The biographical interest of the Historia Augusta (4 th c., uncertain authorship), justifies the inclusion of a chapter of its own. Diederik Burgersdijk’s analysis focuses on the paratextual elements of the work (names of authors, beginning and ending of the narrative) and the mix of fictive and historical aspects. The narrative style of the work suggests ‘a single narrator working under six different names’, rather than variation of narrative voices. Readers are invited to recognize the fictiveness of mentioned ‘authors’, purported moment of narrating, sources and parts of the narrative—a satire of historiography’s lack of truthfulness may be at play here. The chapter emphasizes authorial intention—though as Burgersdijk himself acknowledges, intentions are less than fully knowable.

**Requirement**.
Please write out the part of the passage on the Historia Augusta that opens with "The biographical interest" and closes with "than fully knowable.", replacing "satire" with "parody".

**Given information**.
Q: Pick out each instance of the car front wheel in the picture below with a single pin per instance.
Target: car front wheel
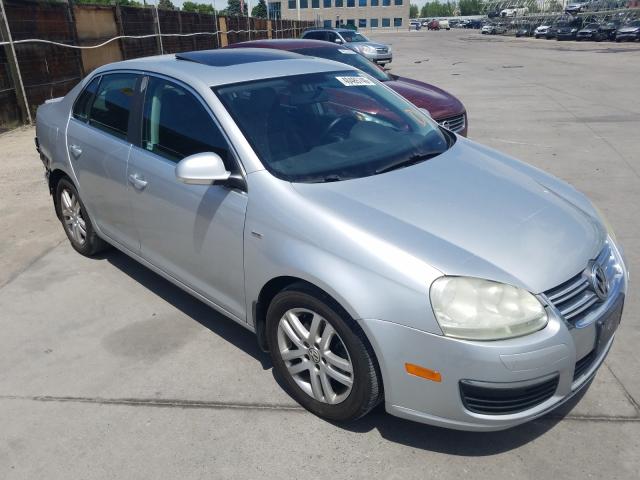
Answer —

**Reply**.
The biographical interest of the Historia Augusta (4 th c., uncertain authorship), justifies the inclusion of a chapter of its own. Diederik Burgersdijk’s analysis focuses on the paratextual elements of the work (names of authors, beginning and ending of the narrative) and the mix of fictive and historical aspects. The narrative style of the work suggests ‘a single narrator working under six different names’, rather than variation of narrative voices. Readers are invited to recognize the fictiveness of mentioned ‘authors’, purported moment of narrating, sources and parts of the narrative—a parody of historiography’s lack of truthfulness may be at play here. The chapter emphasizes authorial intention—though as Burgersdijk himself acknowledges, intentions are less than fully knowable.